• [FRAGMENTO MOSTRADO]:
════

2

¡Todo nuestro respeto, pues, por los buenos espíritus que acaso actúen en esos historiadores de la moral! Mas ¡lo cierto es, por desgracia, que les falta, también a ellos, el
espíritu histórico
, que han sido dejados en la estacada precisamente por todos los buenos espíritus de la ciencia histórica! Como es ya viejo uso de filósofos, todos ellos piensan de una manera
esencialmente
a-histórica; de esto no cabe ninguna duda. La chatedad de su genealogía de la moral aparece ya en el mismo comienzo, allí donde se trata de averiguar la procedencia del concepto y el juicio «bueno». «Originariamente —decretan— acciones no egoístas fueron alabadas y llamadas buenas por aquellos a quienes se tributaban, esto es, por aquellos a quienes resultaban
útiles
, más tarde ese origen de la alabanza se
olvidó, y
las acciones no egoístas, por el simple motivo de que,
de acuerdo con el hábito
, habían sido alabadas siempre como buenas, fueron sentidas también como buenas —como si fueran en sí algo bueno». Se ve en seguida que esta derivación contiene ya todos los rasgos típicos de la idiosincrasia de los psicólogos ingleses—, tenemos aquí «la utilidad», «el olvido», «el hábito» y, al final, «el error», todo ello como base de una apreciación valorativa de la que el hombre superior había estado orgulloso hasta ahora como de una especie de privilegio del hombre en cuanto tal. Ese orgullo
debe
ser humillado, esa apreciación valorativa debe ser desvalorizada: ¿se ha conseguido esto?… Para mí es evidente, primero, que esta teoría busca y sitúa en un lugar falso el auténtico hogar nativo del concepto «bueno»: ¡el juicio «bueno» no procede de aquellos a quienes se dispensa «bondad»! Antes bien, fueron «los buenos» mismos, es decir, los nobles, los poderosos, los hombres de posición superior y elevados sentimientos quienes se sintieron y se valoraron a sí mismos y a su obrar como buenos, o sea como algo de primer rango, en contraposición a todo lo bajo, abyecto, vulgar y plebeyo. Partiendo de este
pathos de la distancia
es como se arrogaron el derecho de crear valores, de acuñar nombres de valores: ¡qué les importaba a ellos la utilidad! El punto de vista de la utilidad resulta el más extraño e inadecuado de todos precisamente cuando se trata de ese ardiente manantial de supremos juicios de valor ordenadores del rango, destacadores del rango: aquí el sentimiento ha llegado precisamente a lo contrario de aquel bajo grado de temperatura que es el presupuesto de toda prudencia calculadora, de todo cálculo utilitario, —y no por una vez, no en una hora de excepción, sino de modo duradero. El
pathos
de la nobleza y de la distancia, como hemos dicho, el duradero y dominante sentimiento global y radical de una especie superior dominadora en su relación con una especie inferior, con un «abajo»
════
• [DATOS MOSTRADOS]:
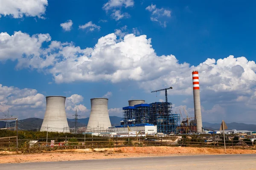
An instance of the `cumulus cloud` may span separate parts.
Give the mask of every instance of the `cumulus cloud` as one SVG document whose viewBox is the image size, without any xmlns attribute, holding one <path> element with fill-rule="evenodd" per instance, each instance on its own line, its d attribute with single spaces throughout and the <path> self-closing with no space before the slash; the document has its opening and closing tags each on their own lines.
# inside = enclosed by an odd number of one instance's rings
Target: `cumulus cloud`
<svg viewBox="0 0 256 170">
<path fill-rule="evenodd" d="M 46 106 L 44 96 L 35 89 L 19 89 L 0 84 L 0 110 L 11 115 L 28 118 L 43 116 Z"/>
<path fill-rule="evenodd" d="M 43 69 L 52 74 L 58 83 L 129 81 L 147 92 L 171 85 L 172 95 L 189 98 L 192 95 L 191 73 L 198 70 L 203 106 L 206 102 L 224 108 L 232 105 L 236 108 L 232 111 L 237 113 L 237 106 L 242 105 L 250 109 L 250 114 L 256 109 L 256 64 L 244 57 L 207 59 L 190 65 L 180 63 L 172 54 L 157 56 L 150 38 L 132 34 L 126 34 L 122 40 L 110 34 L 99 38 L 93 48 L 85 49 L 73 43 L 51 41 L 48 34 L 30 36 L 19 31 L 10 36 L 2 33 L 0 40 L 0 60 L 17 60 L 20 68 Z M 48 45 L 43 48 L 42 42 Z M 30 48 L 27 44 L 31 44 Z M 189 99 L 184 103 L 192 102 Z M 205 110 L 214 113 L 210 110 L 207 108 Z M 223 112 L 230 110 L 225 109 Z"/>
<path fill-rule="evenodd" d="M 132 7 L 134 5 L 133 0 L 109 0 L 105 4 L 102 8 L 107 12 L 108 10 L 112 9 L 112 13 L 111 14 L 112 17 L 116 21 L 122 18 L 128 18 L 130 15 L 127 12 L 122 12 L 121 9 L 122 7 L 125 8 Z M 118 8 L 119 9 L 117 10 Z"/>
<path fill-rule="evenodd" d="M 102 97 L 108 98 L 112 96 L 112 93 L 111 91 L 108 91 L 106 94 L 104 94 Z"/>
<path fill-rule="evenodd" d="M 130 17 L 130 15 L 127 12 L 122 13 L 120 10 L 114 11 L 111 14 L 111 16 L 116 21 L 124 18 L 128 18 Z"/>
<path fill-rule="evenodd" d="M 0 17 L 10 15 L 15 18 L 24 16 L 44 18 L 47 6 L 47 0 L 0 0 Z"/>
<path fill-rule="evenodd" d="M 88 111 L 87 108 L 81 104 L 83 99 L 81 96 L 77 94 L 67 98 L 65 105 L 68 118 L 72 118 L 76 109 L 80 113 Z M 21 89 L 0 84 L 1 112 L 6 113 L 9 110 L 11 115 L 17 116 L 19 119 L 29 117 L 43 118 L 46 108 L 45 96 L 38 93 L 36 90 Z M 0 116 L 4 116 L 1 113 Z"/>
<path fill-rule="evenodd" d="M 99 23 L 107 23 L 108 22 L 107 20 L 100 20 L 99 21 Z"/>
<path fill-rule="evenodd" d="M 89 30 L 91 31 L 92 31 L 95 29 L 98 29 L 98 30 L 100 30 L 100 27 L 99 26 L 98 26 L 95 24 L 93 23 L 92 22 L 89 21 L 84 25 L 79 26 L 79 28 L 82 29 L 87 28 L 89 29 Z"/>
<path fill-rule="evenodd" d="M 133 0 L 109 0 L 103 5 L 102 8 L 106 11 L 116 7 L 120 8 L 124 6 L 125 8 L 133 6 L 134 3 Z"/>
<path fill-rule="evenodd" d="M 171 17 L 170 10 L 165 9 L 163 8 L 157 8 L 156 5 L 148 6 L 145 8 L 146 10 L 151 12 L 150 20 L 159 23 L 160 26 L 164 28 L 166 27 L 166 17 Z"/>
<path fill-rule="evenodd" d="M 84 97 L 81 95 L 78 94 L 73 94 L 70 97 L 67 98 L 67 100 L 70 100 L 70 101 L 74 104 L 76 104 L 82 102 L 84 99 Z"/>
<path fill-rule="evenodd" d="M 71 20 L 68 20 L 64 23 L 61 23 L 60 26 L 62 29 L 66 31 L 69 31 L 71 30 L 73 22 Z"/>
</svg>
════
• [TU TAREA]:
Prolonga el fragmento sobre el origen del juicio «bueno» a partir del punto en que se detiene. Las líneas no tienen ningún papel en esto.

• [RESPUESTA ESPERADA]:
—éste
es el origen de la antítesis «bueno» y «malo». (El derecho del señor a dar nombres llega tan lejos que deberíamos permitirnos el concebir también el origen del lenguaje como una exteriorización de poder de los que dominan: dicen «esto es esto y aquello», imprimen a cada cosa y a cada acontecimiento el sello de un sonido y con esto se lo apropian, por así decirlo). A este origen se debe el que, de antemano, la palabra «bueno» no esté en modo alguno ligada necesariamente a acciones «no egoístas»: como creen supersticiosamente aquellos genealogistas de la moral. Antes bien, sólo cuando los juicios aristocráticos de valor
declinan
es cuando la antítesis «egoísta» «no egoísta» se impone cada vez más a la conciencia humana, —para servirme de mi vocabulario, es
el instinto de rebaño
el que con esa antítesis dice por fin su palabra (e incluso
sus palabras
). Pero aun entonces ha de pasar largo tiempo hasta que de tal manera predomine ese instinto, que la apreciación de los valores morales quede realmente prendida y atascada en dicha antítesis (como ocurre, por ejemplo, en la Europa actual: hoy el prejuicio que considera que «moral», «no egoísta», «
désintéressé
» son conceptos equivalentes domina ya con la violencia de una «idea fija» y de una enfermedad mental).